**What you need to do:**
Format every one of the rows below as a numbered list, leaving out any blank lines.

**Coordinate labeling data:**
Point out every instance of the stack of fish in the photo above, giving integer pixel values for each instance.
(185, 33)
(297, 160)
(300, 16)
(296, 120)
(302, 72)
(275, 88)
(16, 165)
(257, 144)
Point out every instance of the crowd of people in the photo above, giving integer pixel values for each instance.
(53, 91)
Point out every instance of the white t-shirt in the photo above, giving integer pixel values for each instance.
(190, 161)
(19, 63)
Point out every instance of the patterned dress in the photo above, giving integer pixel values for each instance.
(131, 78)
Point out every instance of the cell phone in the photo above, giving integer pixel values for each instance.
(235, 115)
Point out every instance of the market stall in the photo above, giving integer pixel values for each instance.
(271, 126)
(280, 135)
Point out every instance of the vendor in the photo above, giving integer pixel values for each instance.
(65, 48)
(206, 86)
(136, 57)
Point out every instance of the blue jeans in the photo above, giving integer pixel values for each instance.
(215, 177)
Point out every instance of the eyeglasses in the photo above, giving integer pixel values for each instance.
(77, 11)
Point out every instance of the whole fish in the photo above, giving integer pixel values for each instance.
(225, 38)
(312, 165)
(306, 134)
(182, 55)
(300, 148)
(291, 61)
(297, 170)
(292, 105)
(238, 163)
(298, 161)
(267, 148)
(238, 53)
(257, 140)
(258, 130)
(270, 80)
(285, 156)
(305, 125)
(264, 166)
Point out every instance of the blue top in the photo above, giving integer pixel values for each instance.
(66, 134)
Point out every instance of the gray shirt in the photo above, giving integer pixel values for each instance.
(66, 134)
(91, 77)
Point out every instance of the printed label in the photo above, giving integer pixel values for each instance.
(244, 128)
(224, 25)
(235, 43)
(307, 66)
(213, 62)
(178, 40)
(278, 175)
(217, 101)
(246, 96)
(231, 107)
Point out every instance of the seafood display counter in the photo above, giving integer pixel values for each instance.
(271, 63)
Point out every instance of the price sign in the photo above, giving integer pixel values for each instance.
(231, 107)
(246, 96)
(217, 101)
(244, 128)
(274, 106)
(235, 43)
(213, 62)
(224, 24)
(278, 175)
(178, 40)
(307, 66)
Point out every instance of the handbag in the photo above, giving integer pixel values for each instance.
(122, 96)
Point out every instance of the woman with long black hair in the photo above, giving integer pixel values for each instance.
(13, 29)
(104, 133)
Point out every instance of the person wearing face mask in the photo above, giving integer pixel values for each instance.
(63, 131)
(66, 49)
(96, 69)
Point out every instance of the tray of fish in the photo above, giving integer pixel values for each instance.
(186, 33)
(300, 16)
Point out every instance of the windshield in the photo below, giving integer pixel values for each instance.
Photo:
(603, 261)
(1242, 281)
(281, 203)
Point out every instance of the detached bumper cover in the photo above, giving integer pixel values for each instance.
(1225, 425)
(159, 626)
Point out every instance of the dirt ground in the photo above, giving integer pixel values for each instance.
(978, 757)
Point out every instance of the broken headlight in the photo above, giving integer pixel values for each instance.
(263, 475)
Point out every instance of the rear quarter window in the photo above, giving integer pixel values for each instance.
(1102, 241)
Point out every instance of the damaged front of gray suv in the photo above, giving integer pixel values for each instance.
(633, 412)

**Solved exercise:**
1. Point out every instance of the stack of fish in the photo above, giving integer pixel values for each instance.
2. (185, 33)
3. (297, 160)
4. (300, 16)
5. (296, 120)
6. (302, 72)
7. (275, 88)
8. (16, 165)
9. (257, 144)
10. Point out every instance of the crowd of people in the photo above, giving integer pixel values for each instance.
11. (53, 91)
12. Point out every instance of the white t-shirt in the photo above, giving integer pixel values for each instance.
13. (190, 161)
14. (19, 63)
15. Point out every instance of the patterned dress in the photo above, giving integer pixel values for each instance.
16. (131, 78)
17. Point out every instance of the cell phone in the photo above, giving integer pixel values for each instance.
18. (235, 115)
19. Point out every instance of the market stall in the photo above, giving integer pixel values for each instance.
20. (271, 126)
21. (280, 135)
22. Point out every instance of the vendor in the photo above, giving integer pixel values for each instance.
23. (65, 48)
24. (206, 86)
25. (136, 57)
26. Point out every instance of the blue jeans in the photo above, giving integer pixel values for each instance.
27. (215, 177)
28. Point out every instance of the eyeglasses in the photo above, giving integer pixel values for each instance.
29. (77, 11)
30. Point out every instance of the whole fish in the photo above, giving integer pixel values for each instance.
31. (225, 38)
32. (312, 165)
33. (306, 134)
34. (182, 55)
35. (300, 148)
36. (291, 61)
37. (297, 170)
38. (292, 105)
39. (238, 163)
40. (298, 161)
41. (267, 148)
42. (238, 53)
43. (257, 140)
44. (258, 130)
45. (270, 80)
46. (285, 156)
47. (305, 125)
48. (264, 166)
49. Point out every instance of the blue top in the photo above, giving integer pixel values for each instance.
50. (66, 134)
51. Point out every instance of the gray shirt in the photo above, giving integer pixel values for each instance.
52. (66, 134)
53. (91, 77)
54. Point out every instance of the printed label in the photo above, giving integer pixel values for each instance.
55. (244, 128)
56. (224, 25)
57. (235, 43)
58. (307, 66)
59. (213, 62)
60. (178, 40)
61. (278, 175)
62. (217, 101)
63. (246, 96)
64. (231, 107)
65. Point out every instance of the seafood display counter in the photo above, giving integer pixel values for each instance.
66. (271, 63)
67. Point out every instance of the price sign in the photo above, giving integer pixel values for each instance.
68. (231, 107)
69. (246, 96)
70. (217, 101)
71. (244, 128)
72. (274, 106)
73. (235, 43)
74. (213, 62)
75. (224, 24)
76. (278, 175)
77. (178, 40)
78. (307, 66)
79. Point out every instance of the handbag in the photo above, giving integer pixel values for each instance.
80. (122, 96)
81. Point out every instance of the woman with long black hair in the photo above, giving integer pixel values for each instance.
82. (13, 29)
83. (104, 133)
84. Point out every instance of the person wearing face mask in the photo above, giving integer pixel values for each instance.
85. (63, 131)
86. (66, 49)
87. (96, 69)
88. Point out every instance of the tray of fish in the photo above, giving integer pixel values for each instance.
89. (186, 33)
90. (300, 16)
91. Point out every instance of the windshield in the photo below, giving integer pixel values for each instance.
92. Photo:
93. (603, 261)
94. (1242, 281)
95. (281, 203)
96. Point out every instance of the detached bumper cover in the photo above, giving integer pixel values for each instance.
97. (1225, 425)
98. (159, 626)
99. Point out every instance of the dirt ground in the photo above, giving integer pixel values for each instance.
100. (978, 757)
101. Point out every instance of the broken headlight in the photo above, giving integer pixel values for each instance.
102. (263, 475)
103. Point out every instance of the rear quarter window in the photo above, giving integer pixel values for each instance.
104. (1102, 241)
105. Point out every instance of the damaged front of gray suv in the photo above, giving integer pixel values for each instance.
106. (633, 412)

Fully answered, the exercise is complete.